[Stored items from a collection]
= = = =

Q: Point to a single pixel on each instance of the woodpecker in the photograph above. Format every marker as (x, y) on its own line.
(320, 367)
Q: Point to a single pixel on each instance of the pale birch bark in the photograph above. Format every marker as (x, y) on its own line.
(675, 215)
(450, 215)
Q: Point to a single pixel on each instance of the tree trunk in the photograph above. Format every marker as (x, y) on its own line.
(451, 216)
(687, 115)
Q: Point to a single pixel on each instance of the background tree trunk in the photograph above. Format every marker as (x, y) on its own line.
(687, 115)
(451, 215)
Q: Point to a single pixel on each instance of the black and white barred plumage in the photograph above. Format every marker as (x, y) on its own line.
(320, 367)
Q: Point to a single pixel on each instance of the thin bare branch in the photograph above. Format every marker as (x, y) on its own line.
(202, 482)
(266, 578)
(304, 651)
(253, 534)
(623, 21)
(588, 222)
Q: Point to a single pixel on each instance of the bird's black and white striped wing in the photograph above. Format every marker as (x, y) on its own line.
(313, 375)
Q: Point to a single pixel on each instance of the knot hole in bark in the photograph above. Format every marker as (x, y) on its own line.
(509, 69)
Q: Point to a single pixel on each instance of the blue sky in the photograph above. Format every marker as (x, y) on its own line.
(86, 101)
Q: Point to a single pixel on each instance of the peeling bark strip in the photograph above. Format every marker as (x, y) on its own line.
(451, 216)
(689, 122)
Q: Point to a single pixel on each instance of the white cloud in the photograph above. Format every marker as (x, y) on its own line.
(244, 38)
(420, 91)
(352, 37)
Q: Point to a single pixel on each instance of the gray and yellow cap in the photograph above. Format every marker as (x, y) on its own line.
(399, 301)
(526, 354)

= = = =

[Work request]
Find the line with "of the peeling". Transcribe it and every line after it exactly, through the end of the records above, and nothing else.

[Reply to the task]
Q: Point to a single pixel on each instance of the peeling bark strip in the photograph above. Format every marker as (x, y) on its own line.
(451, 216)
(689, 122)
Q: Point to a single pixel on each instance of the white cloud in the photograph above. Format every marker as (x, y) on its own line.
(244, 38)
(420, 91)
(352, 37)
Q: Point to a single pixel on each instance of the gray and yellow cap in the photograph above. Format every marker as (x, y) on its own line.
(399, 301)
(526, 354)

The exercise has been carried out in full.